The display area AA includes a plurality of pixel lines L1 to Ln. Each of the pixel lines L1 to Ln includes one line of pixels arranged along the line direction (X-axis direction) in the pixel array of the display panel 100. Those pixels arranged in one pixel line share the gate lines 103. The sub-pixels arranged in the column direction Y along the data line direction share the same data line 102. One horizontal period is a time obtained by dividing one frame period by the total number of pixel lines L1 to Ln.
The power supply 140 generates constant voltages (or direct current (DC) voltages) required for driving the pixel array and the display panel driving circuit of the display panel 100 by using a DC-DC converter. The DC-DC converter may include a charge pump, a regulator, a buck converter, a boost converter, and the like. The power supply 140 may adjust the level of the direct-current input voltage applied from a host system 300 to output the constant voltages required to drive the display panel driving circuit and the pixels.
The display panel driving circuit writes pixel data of the input image to the pixels 101 of the display panel 100 under the control of the timing controller 130. The display panel driving circuit includes a data driver 110 and a gate driver 120.
The touch sensors in the touch panel 200 may be disposed as an on-cell type or an add-on type on the display panel 100, or implemented as in-cell type touch sensors embedded in the display panel 100. The touch sensors may be capacitive touch sensors, such as self-capacitance type touch sensors or mutual-capacitance type touch sensors, but are not limited thereto.
The data driver 110 and the touch sensor driver may be integrated into one drive IC or into separate drive ICs. In a mobile terminal or a wearable terminal, components such as the timing controller 130, the power supply 140, the data driver 110, and the touch sensor driving circuit 210 may be integrated into a one drive IC.
The output terminals of the data driver 110 may be electrically connected to the data lines 102 of the display panel 100. The data driver 110 receives video data of an input image provided as a digital signal from a timing controller 130 and outputs a data voltage. The data driver 110 converts the video data of the input image into a gamma compensation voltage using a digital-to-analog converter (hereinafter referred to as a “DAC”), and output the data voltage. A gamma reference voltage may be output from the power source 140. The gamma reference voltage is subdivided into the gamma compensation voltages for each grayscale by a voltage divider circuit in the data driver 110 and provided to the DAC. The DAC generates the data voltage as the gamma compensation voltage corresponding to a grayscale value of the video data. The data voltage from the DAC is output to the data line 102 through an output buffer in each of the data output channels of the data driver 110.
The display panel driving circuit may further include a plurality of de-multiplexers (DEMUX) disposed between the output terminals of the data driver 110 and the data lines 102. If the de-multiplexers are connected between the output terminals of the data driver 110 and the data lines 102, the number of the channels of the data driver 110 may be reduced. The de-multiplexers may be omitted.
The gate driver 120 may be formed on the display panel 100. The gate driver 120 may be disposed in non-display areas NA outside the display area AA in the display panel 100 or at least a part thereof may be disposed within the display area AA.

PROBLEM = Copy everything from "The power supply 140 generates" down to "gate driver 120." in the passage on the display panel circuitry, and change "DC-DC converter" to "DC/DC converter" throughout. The task can be completed without the rows.

(Labeled photos with boxes)
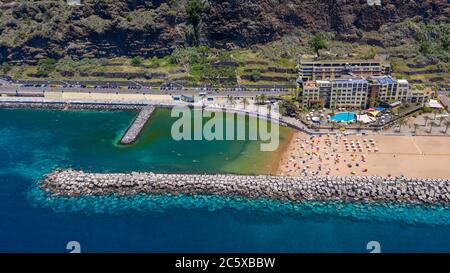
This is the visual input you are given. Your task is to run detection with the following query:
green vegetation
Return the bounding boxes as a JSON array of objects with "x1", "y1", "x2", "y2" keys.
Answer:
[
  {"x1": 131, "y1": 56, "x2": 144, "y2": 66},
  {"x1": 36, "y1": 58, "x2": 57, "y2": 77}
]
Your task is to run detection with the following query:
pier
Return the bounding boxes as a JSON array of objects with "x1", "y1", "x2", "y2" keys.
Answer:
[
  {"x1": 120, "y1": 106, "x2": 155, "y2": 145},
  {"x1": 39, "y1": 170, "x2": 450, "y2": 206}
]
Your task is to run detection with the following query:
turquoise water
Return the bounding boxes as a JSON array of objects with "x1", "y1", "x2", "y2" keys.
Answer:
[
  {"x1": 0, "y1": 107, "x2": 450, "y2": 252},
  {"x1": 331, "y1": 112, "x2": 356, "y2": 122}
]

CORRECT RESPONSE =
The power supply 140 generates constant voltages (or direct current (DC) voltages) required for driving the pixel array and the display panel driving circuit of the display panel 100 by using a DC/DC converter. The DC/DC converter may include a charge pump, a regulator, a buck converter, a boost converter, and the like. The power supply 140 may adjust the level of the direct-current input voltage applied from a host system 300 to output the constant voltages required to drive the display panel driving circuit and the pixels.
The display panel driving circuit writes pixel data of the input image to the pixels 101 of the display panel 100 under the control of the timing controller 130. The display panel driving circuit includes a data driver 110 and a gate driver 120.